> [Source text]:

★ ★ ★

Archive for the ‘Recovery’ Category
John Henry the Maintenance Programmer
Thanks to Bulkan Evcimen for tweeting about an article I doubt I would have found otherwise: “A Genetic Programming Approach to Automated Software Repair” (pdf link here), by Stephanie Forrest et al. They describe there how they fed a genetic programming algorithm the following inputs:
- Source code with a known defect
- A negative test case
- Several positive test cases
The authors show how software with the genetic algorithm is capable of repairing the defect such that the software under test no longer fails, while it still passes the positive test cases. They complete the activity with additional software that reviews the change and reduces its scope to the minimum.
Is this the end of the maintenance programmer? If so, this time there would be a happy ending: John Henry lives, and goes on to be a railroad engineer.
Cancel that!
A medical radiation machine operator types the letter ‘x’, realizes it’s an error, backspaces, types ‘e’, and continues. Consequences of the error and related defects lead to the patient’s untimely death.
Ten years later, a Japanese stock broker mistakenly switches the share price and amount on the sell order of a new stock. He tries to cancel the order, but fails. His employers lose $225 million, and are involved in lawsuits for years.

★ ★ ★

> [Stored data]:
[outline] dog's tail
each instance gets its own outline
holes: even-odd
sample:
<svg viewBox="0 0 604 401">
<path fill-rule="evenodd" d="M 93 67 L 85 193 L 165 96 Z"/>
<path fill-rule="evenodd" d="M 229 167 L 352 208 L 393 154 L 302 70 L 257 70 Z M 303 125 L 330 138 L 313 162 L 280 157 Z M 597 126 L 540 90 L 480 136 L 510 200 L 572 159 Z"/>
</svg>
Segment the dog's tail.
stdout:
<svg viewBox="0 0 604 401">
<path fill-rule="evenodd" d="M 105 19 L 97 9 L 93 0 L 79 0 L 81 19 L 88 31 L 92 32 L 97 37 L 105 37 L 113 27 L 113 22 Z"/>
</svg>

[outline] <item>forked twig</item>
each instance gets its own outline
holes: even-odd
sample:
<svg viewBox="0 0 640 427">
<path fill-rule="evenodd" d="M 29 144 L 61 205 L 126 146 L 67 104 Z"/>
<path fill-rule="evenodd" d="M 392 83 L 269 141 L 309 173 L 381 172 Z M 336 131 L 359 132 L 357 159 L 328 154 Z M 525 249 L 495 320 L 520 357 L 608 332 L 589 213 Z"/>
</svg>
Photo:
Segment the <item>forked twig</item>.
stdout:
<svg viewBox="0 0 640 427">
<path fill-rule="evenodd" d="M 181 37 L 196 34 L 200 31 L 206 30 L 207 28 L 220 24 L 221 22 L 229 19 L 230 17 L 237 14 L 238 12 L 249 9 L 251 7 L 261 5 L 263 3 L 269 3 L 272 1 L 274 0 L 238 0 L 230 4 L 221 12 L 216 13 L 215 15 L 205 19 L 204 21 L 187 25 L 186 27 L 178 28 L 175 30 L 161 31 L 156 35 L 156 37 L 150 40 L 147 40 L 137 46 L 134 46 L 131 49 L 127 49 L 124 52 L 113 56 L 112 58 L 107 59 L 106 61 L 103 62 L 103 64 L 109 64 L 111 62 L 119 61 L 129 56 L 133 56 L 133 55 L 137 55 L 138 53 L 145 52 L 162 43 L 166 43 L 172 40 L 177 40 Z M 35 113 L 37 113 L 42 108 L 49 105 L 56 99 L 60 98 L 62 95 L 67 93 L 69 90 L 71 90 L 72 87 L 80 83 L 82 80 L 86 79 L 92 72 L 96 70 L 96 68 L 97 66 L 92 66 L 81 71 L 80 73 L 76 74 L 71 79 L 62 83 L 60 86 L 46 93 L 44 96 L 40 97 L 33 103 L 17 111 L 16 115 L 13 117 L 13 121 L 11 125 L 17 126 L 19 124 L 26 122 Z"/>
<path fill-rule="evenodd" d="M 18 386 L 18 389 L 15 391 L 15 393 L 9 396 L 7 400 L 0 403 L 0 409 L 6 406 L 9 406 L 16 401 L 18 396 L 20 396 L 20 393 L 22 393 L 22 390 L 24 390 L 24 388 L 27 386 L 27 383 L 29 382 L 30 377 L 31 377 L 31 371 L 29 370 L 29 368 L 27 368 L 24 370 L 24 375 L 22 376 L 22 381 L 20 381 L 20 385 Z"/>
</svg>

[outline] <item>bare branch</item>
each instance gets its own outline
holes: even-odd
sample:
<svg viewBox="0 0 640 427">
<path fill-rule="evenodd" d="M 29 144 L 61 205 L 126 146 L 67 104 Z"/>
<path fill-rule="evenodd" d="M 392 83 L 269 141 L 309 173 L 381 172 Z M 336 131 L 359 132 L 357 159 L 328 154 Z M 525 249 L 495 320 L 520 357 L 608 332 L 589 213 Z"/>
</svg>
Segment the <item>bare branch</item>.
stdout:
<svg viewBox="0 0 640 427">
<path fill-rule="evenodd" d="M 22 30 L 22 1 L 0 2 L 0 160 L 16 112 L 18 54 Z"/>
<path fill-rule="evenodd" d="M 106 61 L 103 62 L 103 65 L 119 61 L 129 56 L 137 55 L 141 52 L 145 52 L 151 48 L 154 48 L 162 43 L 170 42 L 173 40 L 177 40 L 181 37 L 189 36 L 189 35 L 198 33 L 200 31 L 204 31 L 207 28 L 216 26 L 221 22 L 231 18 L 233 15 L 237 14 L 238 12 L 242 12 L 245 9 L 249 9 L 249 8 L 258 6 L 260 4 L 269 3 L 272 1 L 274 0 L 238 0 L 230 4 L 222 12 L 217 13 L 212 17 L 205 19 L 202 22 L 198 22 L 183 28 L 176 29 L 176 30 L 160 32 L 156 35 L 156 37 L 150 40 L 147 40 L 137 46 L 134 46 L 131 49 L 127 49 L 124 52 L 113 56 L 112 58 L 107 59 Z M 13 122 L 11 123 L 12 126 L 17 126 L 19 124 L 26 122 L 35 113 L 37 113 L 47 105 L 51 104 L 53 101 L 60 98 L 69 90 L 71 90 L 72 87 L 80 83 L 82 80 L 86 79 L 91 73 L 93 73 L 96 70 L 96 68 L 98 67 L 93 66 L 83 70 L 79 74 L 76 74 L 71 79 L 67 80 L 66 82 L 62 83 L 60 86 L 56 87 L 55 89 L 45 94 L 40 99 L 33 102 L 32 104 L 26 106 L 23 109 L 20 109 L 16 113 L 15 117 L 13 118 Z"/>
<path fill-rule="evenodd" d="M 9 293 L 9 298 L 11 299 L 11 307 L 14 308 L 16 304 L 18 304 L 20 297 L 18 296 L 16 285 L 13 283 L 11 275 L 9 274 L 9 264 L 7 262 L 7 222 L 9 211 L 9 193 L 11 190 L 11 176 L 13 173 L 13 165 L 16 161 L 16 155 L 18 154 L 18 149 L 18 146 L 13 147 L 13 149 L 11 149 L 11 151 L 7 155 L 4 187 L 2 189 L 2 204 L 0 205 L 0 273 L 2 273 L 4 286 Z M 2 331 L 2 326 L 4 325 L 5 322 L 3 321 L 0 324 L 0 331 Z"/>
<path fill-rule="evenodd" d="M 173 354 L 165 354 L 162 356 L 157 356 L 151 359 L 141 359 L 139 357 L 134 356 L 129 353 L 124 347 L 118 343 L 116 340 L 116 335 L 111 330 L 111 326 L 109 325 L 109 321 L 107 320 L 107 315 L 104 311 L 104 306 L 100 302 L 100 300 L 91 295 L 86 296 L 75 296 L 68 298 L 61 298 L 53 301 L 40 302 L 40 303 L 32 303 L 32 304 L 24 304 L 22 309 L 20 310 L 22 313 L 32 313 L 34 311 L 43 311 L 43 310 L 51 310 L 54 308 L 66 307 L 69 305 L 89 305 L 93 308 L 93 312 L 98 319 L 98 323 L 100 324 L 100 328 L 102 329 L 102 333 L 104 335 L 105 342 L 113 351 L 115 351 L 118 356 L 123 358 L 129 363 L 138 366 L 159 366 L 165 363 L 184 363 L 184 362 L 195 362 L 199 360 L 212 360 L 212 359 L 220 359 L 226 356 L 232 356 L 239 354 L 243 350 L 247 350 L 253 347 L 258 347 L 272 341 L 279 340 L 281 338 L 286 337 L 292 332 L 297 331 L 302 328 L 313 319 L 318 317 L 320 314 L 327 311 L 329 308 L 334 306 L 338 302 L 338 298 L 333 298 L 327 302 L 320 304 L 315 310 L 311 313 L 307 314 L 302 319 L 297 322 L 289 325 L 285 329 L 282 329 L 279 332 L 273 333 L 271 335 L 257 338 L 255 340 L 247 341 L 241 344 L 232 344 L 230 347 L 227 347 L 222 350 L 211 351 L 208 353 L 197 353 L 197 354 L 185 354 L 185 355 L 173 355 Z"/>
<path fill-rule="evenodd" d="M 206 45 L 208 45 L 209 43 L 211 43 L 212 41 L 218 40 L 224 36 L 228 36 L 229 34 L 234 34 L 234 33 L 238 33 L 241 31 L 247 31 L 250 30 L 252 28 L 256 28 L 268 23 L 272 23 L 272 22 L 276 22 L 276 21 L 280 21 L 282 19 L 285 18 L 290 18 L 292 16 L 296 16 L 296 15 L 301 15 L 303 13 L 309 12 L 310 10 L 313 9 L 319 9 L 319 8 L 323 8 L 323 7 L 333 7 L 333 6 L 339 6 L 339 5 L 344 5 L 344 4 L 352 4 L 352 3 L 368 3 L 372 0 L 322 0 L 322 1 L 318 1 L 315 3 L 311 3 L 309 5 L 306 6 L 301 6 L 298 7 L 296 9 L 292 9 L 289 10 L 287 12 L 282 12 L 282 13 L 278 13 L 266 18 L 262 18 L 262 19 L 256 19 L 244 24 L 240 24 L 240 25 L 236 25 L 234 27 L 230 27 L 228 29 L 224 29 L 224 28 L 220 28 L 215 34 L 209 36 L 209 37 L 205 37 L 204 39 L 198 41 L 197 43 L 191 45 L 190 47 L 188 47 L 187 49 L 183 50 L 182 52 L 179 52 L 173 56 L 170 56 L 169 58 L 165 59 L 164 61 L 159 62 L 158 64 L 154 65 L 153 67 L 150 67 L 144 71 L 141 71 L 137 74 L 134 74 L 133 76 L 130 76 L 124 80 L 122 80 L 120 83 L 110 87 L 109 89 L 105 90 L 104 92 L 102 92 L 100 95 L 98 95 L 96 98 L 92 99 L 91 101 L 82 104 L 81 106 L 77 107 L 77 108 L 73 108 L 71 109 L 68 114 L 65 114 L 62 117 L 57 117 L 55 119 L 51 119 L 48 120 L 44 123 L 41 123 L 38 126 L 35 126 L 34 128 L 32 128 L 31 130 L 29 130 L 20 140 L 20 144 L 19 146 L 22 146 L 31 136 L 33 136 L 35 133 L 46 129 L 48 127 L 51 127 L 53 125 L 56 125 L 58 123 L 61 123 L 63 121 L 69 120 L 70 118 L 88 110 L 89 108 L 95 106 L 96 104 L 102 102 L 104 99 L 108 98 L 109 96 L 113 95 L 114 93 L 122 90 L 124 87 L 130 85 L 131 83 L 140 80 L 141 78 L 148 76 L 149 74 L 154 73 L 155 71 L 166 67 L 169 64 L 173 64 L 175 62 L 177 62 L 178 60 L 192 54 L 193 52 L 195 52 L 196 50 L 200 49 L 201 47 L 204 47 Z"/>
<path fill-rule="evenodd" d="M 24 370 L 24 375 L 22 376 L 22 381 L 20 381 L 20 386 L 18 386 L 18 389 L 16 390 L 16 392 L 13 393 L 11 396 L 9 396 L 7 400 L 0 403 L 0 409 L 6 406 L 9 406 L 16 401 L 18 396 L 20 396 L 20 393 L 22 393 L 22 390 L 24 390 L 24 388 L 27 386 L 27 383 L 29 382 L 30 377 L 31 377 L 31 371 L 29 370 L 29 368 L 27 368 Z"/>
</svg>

★ ★ ★

> [Assignment]:
Reproduce the passage of the software repair text above between "Is this the" and "a railroad engineer.", inclusive.

> [Solution]:
Is this the end of the maintenance programmer? If so, this time there would be a happy ending: John Henry lives, and goes on to be a railroad engineer.